- **TASK DIRECTIONS**:
Look through the data below for the line with "put a marker on the white trim molding", and transcribe it exactly together with each line after it up to and including the line with "put a marker on the doorway". Give nothing else.

- **EXERCISE INPUTS**:

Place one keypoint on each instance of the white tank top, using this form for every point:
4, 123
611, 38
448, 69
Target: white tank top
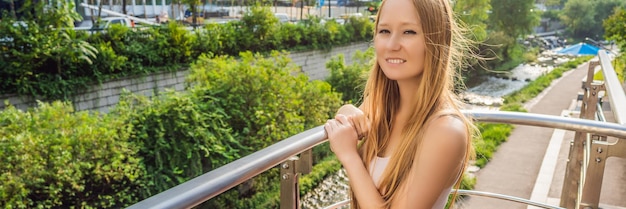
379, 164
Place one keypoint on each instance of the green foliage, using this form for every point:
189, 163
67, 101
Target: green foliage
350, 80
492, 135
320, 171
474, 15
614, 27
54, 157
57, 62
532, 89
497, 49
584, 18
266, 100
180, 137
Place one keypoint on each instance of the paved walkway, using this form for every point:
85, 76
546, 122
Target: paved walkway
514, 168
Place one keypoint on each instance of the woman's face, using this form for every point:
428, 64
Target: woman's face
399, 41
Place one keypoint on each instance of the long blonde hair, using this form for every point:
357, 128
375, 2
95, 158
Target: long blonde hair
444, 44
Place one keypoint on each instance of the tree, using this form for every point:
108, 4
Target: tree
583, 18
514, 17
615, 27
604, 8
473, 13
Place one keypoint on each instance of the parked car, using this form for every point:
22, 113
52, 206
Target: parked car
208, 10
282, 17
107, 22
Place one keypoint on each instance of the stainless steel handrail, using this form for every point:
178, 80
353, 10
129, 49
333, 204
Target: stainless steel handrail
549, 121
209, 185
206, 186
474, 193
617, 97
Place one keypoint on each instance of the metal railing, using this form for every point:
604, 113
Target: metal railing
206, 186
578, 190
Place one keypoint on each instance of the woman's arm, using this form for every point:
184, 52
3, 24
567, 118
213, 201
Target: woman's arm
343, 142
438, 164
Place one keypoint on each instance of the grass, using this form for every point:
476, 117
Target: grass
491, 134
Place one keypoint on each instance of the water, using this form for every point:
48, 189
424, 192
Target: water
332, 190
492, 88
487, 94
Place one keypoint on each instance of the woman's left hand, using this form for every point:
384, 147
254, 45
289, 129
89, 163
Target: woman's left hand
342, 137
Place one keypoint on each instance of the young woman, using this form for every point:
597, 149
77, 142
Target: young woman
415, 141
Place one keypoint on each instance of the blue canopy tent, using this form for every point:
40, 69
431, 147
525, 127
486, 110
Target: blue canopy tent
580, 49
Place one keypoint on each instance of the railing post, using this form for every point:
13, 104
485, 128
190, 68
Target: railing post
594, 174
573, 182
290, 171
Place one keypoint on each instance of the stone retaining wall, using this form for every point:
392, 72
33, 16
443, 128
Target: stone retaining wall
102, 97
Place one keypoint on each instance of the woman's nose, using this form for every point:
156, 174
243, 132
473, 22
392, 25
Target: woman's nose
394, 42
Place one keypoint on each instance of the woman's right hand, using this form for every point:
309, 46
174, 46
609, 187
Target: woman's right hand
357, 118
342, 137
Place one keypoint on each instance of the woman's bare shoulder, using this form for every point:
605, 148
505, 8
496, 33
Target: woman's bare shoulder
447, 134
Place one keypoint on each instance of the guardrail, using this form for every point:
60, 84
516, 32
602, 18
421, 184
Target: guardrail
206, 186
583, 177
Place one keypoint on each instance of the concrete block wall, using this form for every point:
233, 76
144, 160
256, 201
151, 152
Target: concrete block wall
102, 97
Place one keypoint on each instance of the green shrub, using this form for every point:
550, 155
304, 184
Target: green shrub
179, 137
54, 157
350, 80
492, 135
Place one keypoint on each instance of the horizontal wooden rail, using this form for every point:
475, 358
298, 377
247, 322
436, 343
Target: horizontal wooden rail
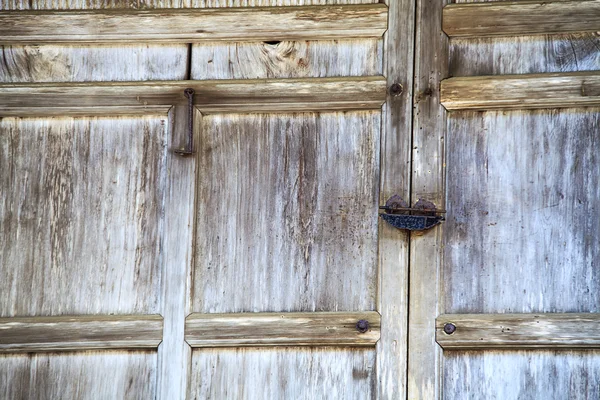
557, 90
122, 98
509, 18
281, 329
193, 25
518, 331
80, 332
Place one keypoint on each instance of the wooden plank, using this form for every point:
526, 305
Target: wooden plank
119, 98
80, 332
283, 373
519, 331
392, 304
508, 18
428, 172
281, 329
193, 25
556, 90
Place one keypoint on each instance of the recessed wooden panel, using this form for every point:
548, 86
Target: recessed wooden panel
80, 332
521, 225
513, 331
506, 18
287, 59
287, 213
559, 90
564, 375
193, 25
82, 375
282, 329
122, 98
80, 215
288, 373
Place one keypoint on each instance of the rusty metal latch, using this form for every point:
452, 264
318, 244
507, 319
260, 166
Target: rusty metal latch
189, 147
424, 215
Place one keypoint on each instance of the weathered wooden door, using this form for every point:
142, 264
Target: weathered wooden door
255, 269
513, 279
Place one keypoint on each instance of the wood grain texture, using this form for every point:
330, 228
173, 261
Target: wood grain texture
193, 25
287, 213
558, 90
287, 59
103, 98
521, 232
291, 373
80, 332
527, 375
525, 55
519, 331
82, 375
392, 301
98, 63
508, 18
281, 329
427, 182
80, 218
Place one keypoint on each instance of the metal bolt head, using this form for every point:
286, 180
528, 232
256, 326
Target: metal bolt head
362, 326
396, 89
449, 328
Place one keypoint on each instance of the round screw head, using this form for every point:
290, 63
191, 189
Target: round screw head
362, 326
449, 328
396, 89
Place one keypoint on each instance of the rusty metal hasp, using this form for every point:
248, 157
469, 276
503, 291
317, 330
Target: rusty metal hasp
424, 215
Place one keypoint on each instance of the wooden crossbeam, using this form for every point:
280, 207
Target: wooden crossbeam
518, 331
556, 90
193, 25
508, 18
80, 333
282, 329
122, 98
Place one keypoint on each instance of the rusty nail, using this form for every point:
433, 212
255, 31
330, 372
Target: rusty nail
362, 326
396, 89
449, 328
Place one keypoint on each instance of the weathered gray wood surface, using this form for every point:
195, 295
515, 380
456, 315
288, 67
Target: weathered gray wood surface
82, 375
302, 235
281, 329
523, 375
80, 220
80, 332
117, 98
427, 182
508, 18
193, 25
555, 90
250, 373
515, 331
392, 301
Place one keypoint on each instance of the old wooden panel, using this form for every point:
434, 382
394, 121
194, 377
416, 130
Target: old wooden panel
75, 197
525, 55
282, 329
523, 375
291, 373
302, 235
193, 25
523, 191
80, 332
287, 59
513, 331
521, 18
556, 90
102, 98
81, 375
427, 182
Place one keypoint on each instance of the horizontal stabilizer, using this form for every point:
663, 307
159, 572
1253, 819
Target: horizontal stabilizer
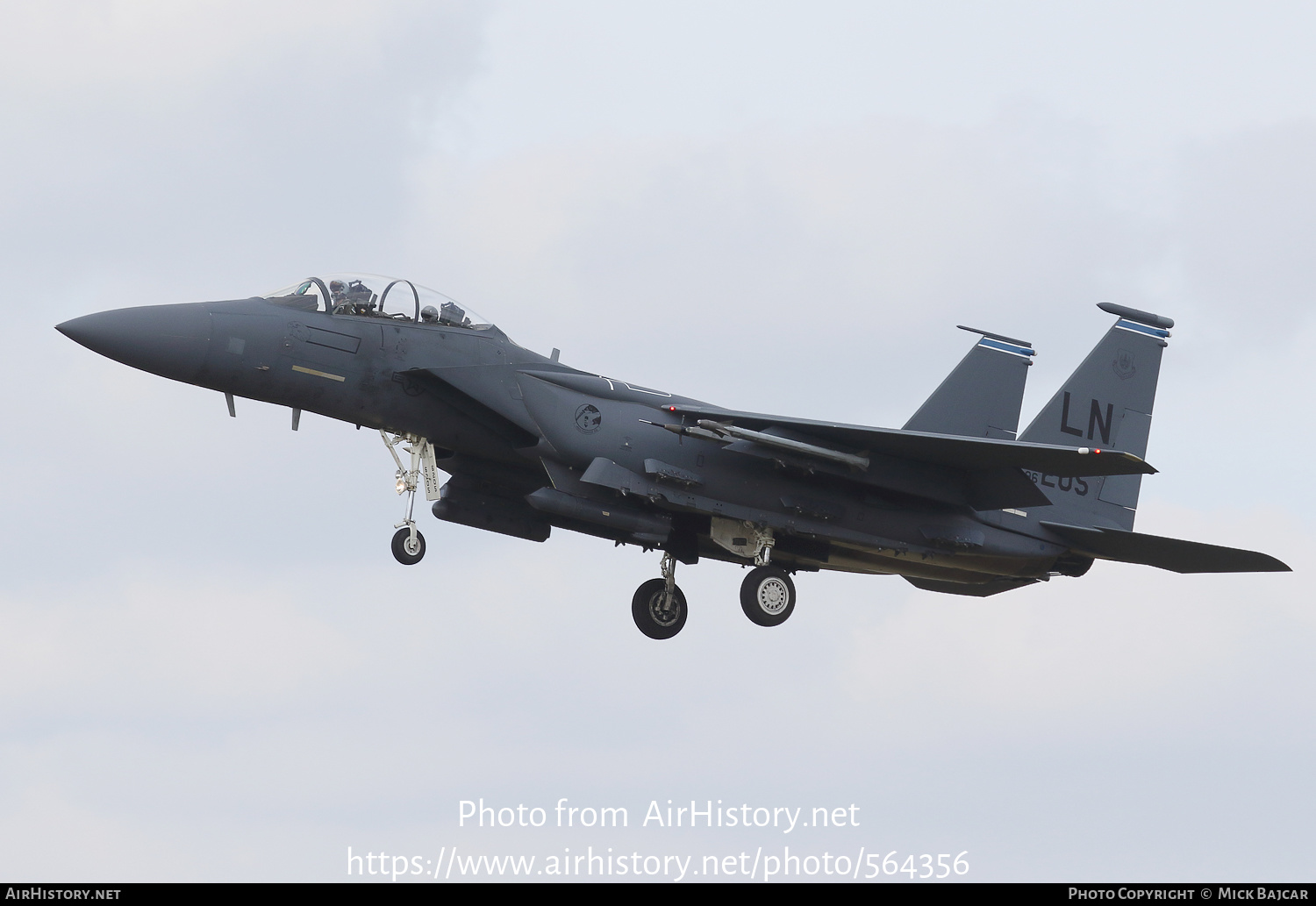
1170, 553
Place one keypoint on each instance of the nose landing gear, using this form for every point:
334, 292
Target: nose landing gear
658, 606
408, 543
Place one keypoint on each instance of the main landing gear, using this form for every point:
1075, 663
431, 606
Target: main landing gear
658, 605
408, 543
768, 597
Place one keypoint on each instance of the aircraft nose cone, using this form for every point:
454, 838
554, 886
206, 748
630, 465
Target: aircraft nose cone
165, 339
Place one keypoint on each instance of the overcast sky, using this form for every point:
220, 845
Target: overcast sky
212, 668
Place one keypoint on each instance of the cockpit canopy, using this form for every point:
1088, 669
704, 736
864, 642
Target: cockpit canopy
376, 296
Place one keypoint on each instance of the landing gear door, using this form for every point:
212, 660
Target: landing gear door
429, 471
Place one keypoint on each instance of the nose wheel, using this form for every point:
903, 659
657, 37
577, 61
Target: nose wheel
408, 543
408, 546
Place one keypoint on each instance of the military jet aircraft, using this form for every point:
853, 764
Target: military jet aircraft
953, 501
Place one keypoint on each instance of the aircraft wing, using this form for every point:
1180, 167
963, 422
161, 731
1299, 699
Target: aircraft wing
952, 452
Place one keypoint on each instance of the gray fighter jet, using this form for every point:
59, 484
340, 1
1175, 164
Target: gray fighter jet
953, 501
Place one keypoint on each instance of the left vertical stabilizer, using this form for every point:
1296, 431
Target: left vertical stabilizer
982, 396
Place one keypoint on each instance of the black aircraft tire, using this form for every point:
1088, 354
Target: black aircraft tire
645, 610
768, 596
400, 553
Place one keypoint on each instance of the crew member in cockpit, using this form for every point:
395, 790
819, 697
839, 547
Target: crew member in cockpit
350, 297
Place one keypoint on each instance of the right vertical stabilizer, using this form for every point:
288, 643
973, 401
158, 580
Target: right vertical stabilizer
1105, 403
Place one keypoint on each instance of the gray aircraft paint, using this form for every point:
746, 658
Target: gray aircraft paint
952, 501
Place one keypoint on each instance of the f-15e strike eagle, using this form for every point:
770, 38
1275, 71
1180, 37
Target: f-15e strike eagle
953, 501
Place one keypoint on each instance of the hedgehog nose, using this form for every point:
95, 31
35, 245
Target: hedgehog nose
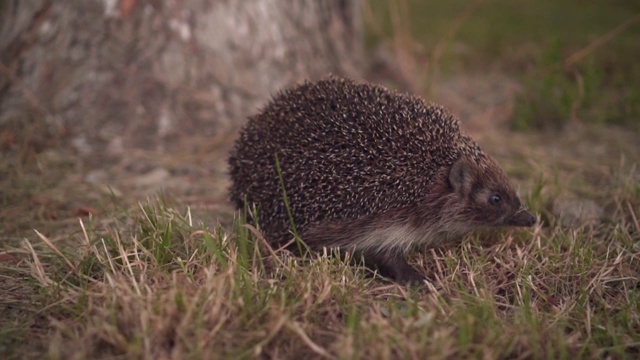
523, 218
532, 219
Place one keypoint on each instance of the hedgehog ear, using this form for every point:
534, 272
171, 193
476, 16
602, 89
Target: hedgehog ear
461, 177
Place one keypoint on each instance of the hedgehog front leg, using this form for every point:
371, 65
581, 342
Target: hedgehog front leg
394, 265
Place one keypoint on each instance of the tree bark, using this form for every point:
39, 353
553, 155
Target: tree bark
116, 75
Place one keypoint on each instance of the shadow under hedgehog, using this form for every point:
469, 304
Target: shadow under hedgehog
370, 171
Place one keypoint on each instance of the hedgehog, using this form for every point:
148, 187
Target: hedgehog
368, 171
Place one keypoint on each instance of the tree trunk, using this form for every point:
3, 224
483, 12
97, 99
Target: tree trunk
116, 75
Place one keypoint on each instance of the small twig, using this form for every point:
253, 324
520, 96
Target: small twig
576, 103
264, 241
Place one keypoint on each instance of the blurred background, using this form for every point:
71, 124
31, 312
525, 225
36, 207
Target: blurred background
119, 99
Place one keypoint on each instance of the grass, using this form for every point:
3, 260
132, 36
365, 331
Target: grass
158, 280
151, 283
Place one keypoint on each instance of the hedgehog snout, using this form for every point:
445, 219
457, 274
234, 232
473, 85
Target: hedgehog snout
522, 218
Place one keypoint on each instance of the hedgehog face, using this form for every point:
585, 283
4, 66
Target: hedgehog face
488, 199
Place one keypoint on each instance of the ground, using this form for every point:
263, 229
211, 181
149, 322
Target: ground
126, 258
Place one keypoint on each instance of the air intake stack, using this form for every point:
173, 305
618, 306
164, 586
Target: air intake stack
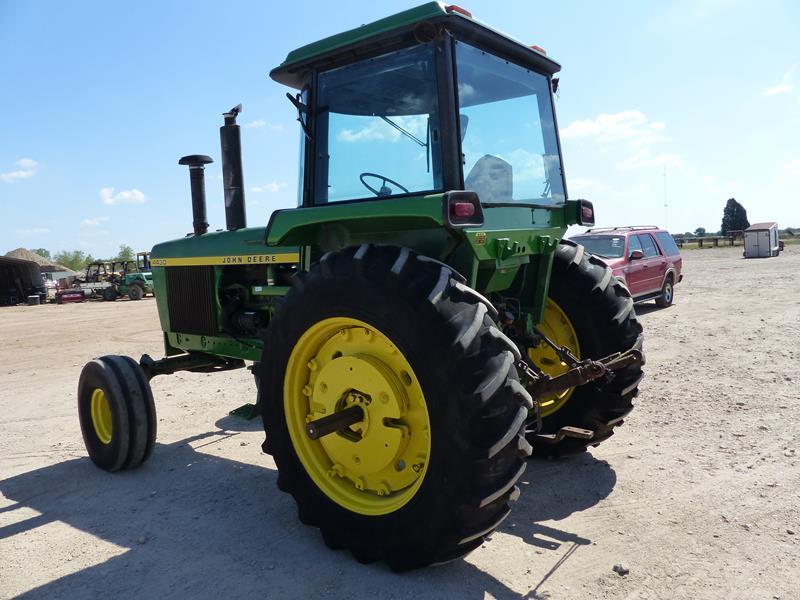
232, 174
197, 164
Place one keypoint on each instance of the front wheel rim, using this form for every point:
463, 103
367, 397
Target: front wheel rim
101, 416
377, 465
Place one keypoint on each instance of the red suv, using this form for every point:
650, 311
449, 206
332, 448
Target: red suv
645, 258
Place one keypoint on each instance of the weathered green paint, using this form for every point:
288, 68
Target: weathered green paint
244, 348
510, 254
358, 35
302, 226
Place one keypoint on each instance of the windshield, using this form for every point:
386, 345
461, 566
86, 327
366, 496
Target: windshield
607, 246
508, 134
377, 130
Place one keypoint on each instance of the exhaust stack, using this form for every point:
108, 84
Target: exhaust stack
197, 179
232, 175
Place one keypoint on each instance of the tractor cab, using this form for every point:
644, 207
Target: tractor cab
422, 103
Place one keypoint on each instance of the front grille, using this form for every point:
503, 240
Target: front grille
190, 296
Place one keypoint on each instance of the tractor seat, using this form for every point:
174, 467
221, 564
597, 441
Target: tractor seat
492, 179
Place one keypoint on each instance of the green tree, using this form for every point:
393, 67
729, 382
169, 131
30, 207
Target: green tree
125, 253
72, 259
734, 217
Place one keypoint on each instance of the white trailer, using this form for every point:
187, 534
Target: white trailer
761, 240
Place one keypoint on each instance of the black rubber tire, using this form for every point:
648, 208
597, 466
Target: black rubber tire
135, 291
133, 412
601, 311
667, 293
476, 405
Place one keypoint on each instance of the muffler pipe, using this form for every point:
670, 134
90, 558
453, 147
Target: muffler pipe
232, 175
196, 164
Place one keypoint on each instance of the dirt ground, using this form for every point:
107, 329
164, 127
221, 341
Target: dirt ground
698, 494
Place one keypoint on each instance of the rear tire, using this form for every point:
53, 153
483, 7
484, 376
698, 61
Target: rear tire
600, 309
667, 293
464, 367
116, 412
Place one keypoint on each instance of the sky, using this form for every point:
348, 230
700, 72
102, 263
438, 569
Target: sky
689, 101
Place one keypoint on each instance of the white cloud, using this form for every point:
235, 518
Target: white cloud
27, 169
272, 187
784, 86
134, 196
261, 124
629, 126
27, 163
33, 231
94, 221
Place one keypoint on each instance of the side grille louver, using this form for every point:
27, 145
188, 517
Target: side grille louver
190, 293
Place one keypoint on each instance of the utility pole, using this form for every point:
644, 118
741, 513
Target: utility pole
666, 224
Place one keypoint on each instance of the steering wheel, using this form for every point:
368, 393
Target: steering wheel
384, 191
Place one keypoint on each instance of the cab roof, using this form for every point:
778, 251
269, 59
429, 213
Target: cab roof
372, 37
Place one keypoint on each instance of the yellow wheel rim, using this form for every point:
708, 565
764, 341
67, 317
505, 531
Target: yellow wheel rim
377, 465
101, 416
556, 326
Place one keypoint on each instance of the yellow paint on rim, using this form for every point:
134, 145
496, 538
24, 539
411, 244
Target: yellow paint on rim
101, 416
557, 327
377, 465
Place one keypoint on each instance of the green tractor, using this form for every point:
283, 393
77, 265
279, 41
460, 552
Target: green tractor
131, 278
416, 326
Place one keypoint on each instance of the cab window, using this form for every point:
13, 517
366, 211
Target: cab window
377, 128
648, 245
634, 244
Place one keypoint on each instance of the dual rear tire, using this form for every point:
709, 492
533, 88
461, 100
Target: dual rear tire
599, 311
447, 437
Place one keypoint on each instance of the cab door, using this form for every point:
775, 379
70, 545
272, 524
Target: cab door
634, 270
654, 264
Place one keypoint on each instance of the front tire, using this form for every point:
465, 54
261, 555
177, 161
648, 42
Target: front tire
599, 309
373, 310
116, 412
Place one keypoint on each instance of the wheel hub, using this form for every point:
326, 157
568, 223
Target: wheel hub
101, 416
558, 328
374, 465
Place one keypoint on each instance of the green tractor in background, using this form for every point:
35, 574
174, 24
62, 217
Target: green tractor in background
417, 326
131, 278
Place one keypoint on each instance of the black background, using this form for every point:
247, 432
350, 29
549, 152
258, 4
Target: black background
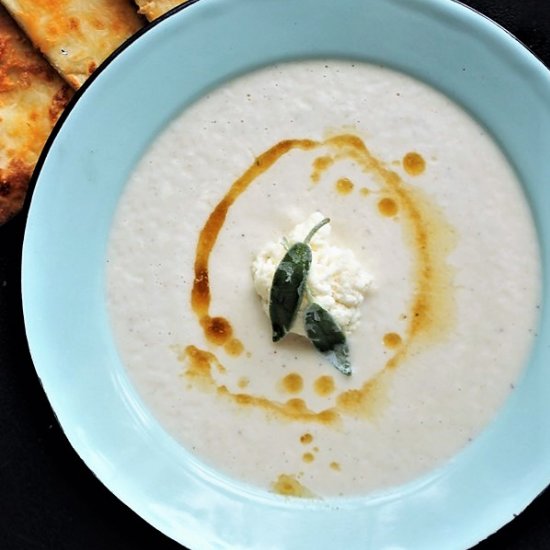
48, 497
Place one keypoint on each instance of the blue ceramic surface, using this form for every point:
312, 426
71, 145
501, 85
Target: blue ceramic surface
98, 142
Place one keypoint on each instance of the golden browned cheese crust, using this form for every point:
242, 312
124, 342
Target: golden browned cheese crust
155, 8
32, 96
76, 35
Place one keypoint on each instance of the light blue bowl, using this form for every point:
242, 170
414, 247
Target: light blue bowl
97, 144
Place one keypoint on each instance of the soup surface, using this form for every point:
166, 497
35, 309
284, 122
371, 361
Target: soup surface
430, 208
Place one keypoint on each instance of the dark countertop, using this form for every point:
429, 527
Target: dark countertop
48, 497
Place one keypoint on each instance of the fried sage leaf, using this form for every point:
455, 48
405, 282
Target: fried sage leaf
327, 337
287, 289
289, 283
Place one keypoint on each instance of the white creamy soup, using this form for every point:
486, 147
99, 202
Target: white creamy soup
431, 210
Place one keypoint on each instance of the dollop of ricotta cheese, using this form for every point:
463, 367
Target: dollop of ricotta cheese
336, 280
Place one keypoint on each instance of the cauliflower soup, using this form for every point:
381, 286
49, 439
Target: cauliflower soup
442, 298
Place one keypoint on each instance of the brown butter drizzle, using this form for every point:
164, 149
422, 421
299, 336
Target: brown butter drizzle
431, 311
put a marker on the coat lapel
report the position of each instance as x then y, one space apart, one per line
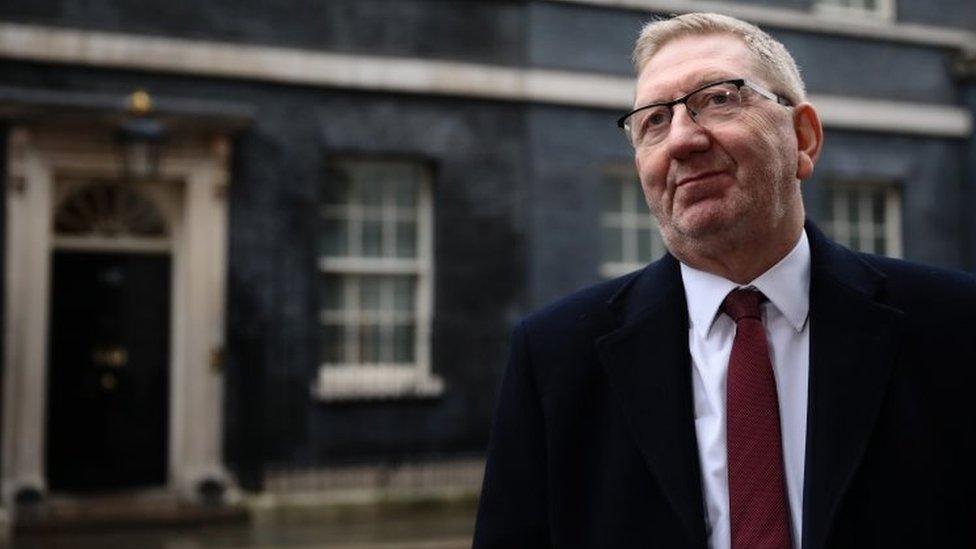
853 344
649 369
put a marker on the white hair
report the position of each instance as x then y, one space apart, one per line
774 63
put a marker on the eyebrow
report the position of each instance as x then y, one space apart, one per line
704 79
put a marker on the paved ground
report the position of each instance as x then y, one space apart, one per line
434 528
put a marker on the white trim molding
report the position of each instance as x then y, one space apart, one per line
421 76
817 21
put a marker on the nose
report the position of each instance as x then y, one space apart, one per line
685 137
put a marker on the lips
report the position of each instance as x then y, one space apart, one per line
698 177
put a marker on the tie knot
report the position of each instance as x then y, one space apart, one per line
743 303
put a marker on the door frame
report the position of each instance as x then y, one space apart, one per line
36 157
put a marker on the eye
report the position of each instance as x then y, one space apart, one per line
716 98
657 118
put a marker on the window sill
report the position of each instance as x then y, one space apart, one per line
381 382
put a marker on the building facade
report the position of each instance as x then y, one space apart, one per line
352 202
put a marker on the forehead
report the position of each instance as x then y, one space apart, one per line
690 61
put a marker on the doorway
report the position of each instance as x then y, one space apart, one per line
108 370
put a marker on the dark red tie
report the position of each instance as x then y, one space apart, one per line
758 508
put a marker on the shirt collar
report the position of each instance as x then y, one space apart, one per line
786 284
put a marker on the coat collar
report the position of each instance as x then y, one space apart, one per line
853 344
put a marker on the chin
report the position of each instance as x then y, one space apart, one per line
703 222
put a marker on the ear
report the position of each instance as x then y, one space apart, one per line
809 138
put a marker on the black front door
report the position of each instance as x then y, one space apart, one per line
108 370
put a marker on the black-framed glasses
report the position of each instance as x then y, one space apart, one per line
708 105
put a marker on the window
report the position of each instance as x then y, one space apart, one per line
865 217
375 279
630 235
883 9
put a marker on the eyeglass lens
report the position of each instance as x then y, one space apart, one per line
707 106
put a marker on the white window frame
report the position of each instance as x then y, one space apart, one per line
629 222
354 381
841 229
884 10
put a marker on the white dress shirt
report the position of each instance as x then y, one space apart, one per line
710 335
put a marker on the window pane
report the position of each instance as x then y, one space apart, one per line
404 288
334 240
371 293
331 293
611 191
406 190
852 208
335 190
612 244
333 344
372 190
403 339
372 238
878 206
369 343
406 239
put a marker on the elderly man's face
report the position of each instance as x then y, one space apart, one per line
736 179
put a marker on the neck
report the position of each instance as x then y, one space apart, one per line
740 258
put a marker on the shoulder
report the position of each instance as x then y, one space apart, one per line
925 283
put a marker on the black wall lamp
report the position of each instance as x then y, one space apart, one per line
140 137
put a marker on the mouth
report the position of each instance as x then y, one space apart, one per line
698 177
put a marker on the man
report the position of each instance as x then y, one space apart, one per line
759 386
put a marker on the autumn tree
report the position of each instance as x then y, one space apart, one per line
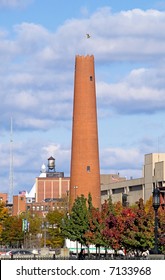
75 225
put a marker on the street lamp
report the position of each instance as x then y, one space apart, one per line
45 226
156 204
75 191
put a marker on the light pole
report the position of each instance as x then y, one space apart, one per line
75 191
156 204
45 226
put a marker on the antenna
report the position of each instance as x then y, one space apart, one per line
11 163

- **RESPONSE TO THIS EXERCISE**:
put a marker on the white trim molding
report the position of each instance as x then y, one space apart, one per line
421 76
817 21
put a marker on the nose
report the position of each instance as x then y, one space apart, one per line
685 137
put a marker on the lips
report the position of each instance as x then y, one space apart, one per line
698 177
put a marker on the tie knot
report the position of each instance as x then y, one space apart, one per line
743 303
put a marker on the door frame
report the position of each instance as x then y, one space apart, one per line
36 157
put a marker on the eye
report the position of each instance as x then y, one space apart, one per line
716 98
657 118
put a marker on the window sill
report the position of each instance as x then y, one space apart, one per line
381 382
put a marker on the building facade
report the position of each instance as x then y, one space apart, one per line
352 202
put a marker on the forehead
report the position of each instance as x then y, one space apart, one per line
690 61
put a marker on the doorway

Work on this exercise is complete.